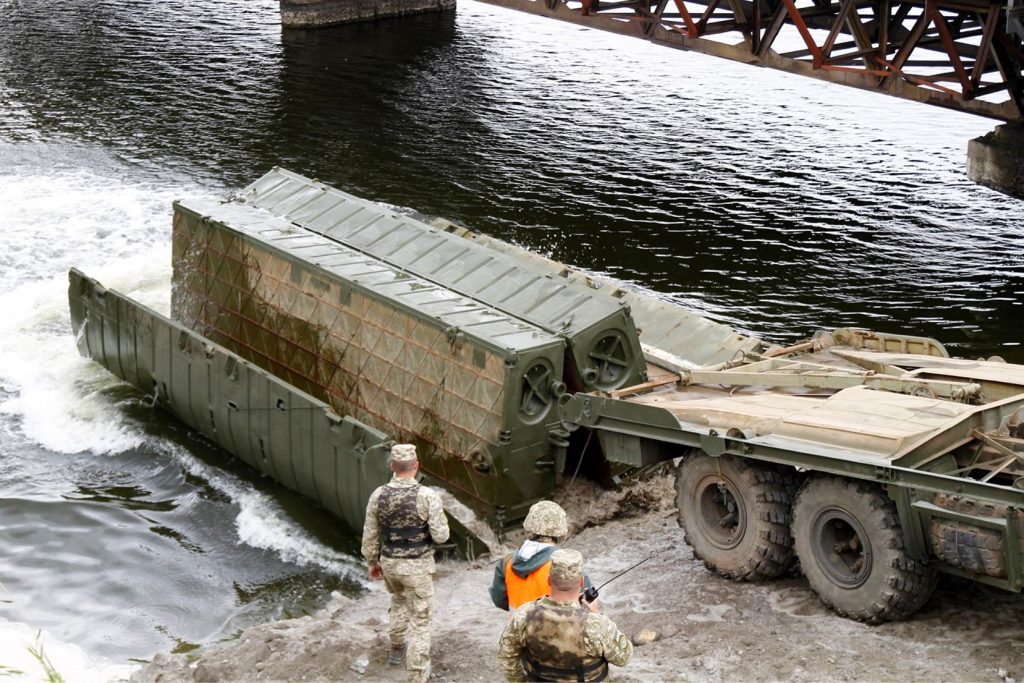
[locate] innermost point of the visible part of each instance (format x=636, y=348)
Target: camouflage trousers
x=409, y=619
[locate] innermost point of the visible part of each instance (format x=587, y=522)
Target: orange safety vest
x=525, y=590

- - - - - - -

- [Task instructions]:
Rewrite all of the data above with "innermost point" replaced by "central point" everywhere it appears, keeping everything else unchanged. Leave the pictures out of your answer.

- [Result of this task]:
[locate] central point of the visible part of each instance (format x=636, y=348)
Target: camouflage trousers
x=409, y=619
[locate] central point of the visible part of each instance (format x=587, y=522)
Target: orange safety vest
x=525, y=590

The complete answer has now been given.